# "Wooly" Wirehaired Grooming



## lord brush

Just wondered what people would advise is the most effective grooming/ stripping tool for our HWV (see attached)

We generally brush him with your standard brush and occasionally strip by-hand, but is there anything else that will work well with his coat? He sometimes looks "unkempt", as my wife puts it. I was toying with trying a Furminator (not sure as to M or L size), but they're pretty £££ so wanted to be sure they would be effective enough. I don't really want to cut his hair with a blade though.


----------



## einspänner

I love the bottom pic! They're so great with kiddos.

My new favorite tool is a sweater stone. It's a pumice-type stone sold for removing pills from sweaters, but I've also seen similar tools sold specifically for grooming horses and dogs. I broke off a small chunk and gripped the hair between it and my thumb, like you would with a stripping knife. Here's a UK source for something that looks similar http://www.groomers-online.com/groo...ping-c155/stripping-stone-for-dark-coats-p658 
If you have a tack shop nearby, you may want to check out what grooming tools they sell for horses. A lot of them work very well for our guys and they tend to be more affordable.

** GIVEN MATERIAL **
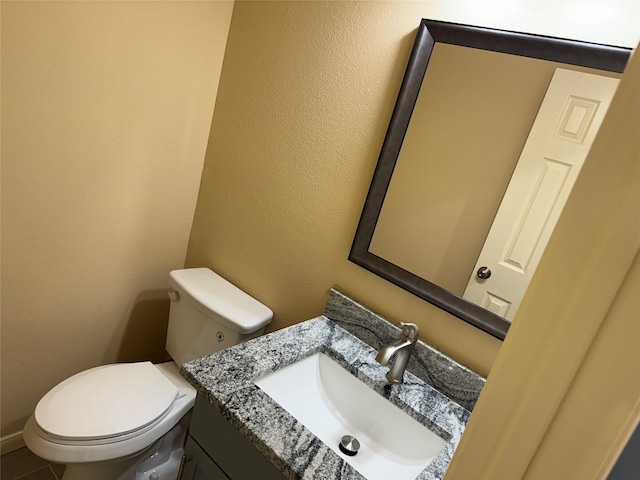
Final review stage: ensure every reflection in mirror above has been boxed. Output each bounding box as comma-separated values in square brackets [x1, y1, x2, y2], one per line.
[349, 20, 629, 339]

** EXERCISE INSTRUCTIONS **
1 > Return the passage of the wirehaired grooming thread from "Just wondered what" to "great with kiddos.", copied word for word.
2 > Write the next part of the wirehaired grooming thread, picking up after its final sentence.

** THE RESPONSES **
1 >
Just wondered what people would advise is the most effective grooming/ stripping tool for our HWV (see attached)

We generally brush him with your standard brush and occasionally strip by-hand, but is there anything else that will work well with his coat? He sometimes looks "unkempt", as my wife puts it. I was toying with trying a Furminator (not sure as to M or L size), but they're pretty £££ so wanted to be sure they would be effective enough. I don't really want to cut his hair with a blade though.


----------



## einspänner

I love the bottom pic! They're so great with kiddos.

2 >
I'll attach some before and after pics below. You can't tell in the after pic, but even her ears are stripped down. With stripping knives I could never get a good enough grip to pull out that softer hair without causing her a lot of pain. 

I've also used a Mars Coat King, which is great for quickly removing a lot of undercoat, but it does have a tendency to cut the hair more than I prefer.


----------



## harrigab

I use a 12inch 32tpi hacksaw blade...sounds brutal I know but it's not and both my dogs would stand for hours if need be while I groom them with it


----------



## lord brush

@einspanner- wow, those before and after pics are incredible! Is all that as a result of the pumice-type tool, or the Coat King? How long did it take you to do that?

I'll definately check those out. There is a very large tack shop not too far from us- I'll check them out. Thanks. Why the difference in stones for dark & light coats by-the-way?

@harringab- yes, I have heard of people using the hacksaw blades. What's the technique with those then?


----------



## harrigab

Lord said:


> @einspanner- wow, those before and after pics are incredible! Is all that as a result of the pumice-type tool, or the Coat King? How long did it take you to do that?
> 
> I'll definately check those out. There is a very large tack shop not too far from us- I'll check them out. Thanks. Why the difference in stones for dark & light coats by-the-way?
> 
> @harringab- yes, I have heard of people using the hacksaw blades. What's the technique with those then?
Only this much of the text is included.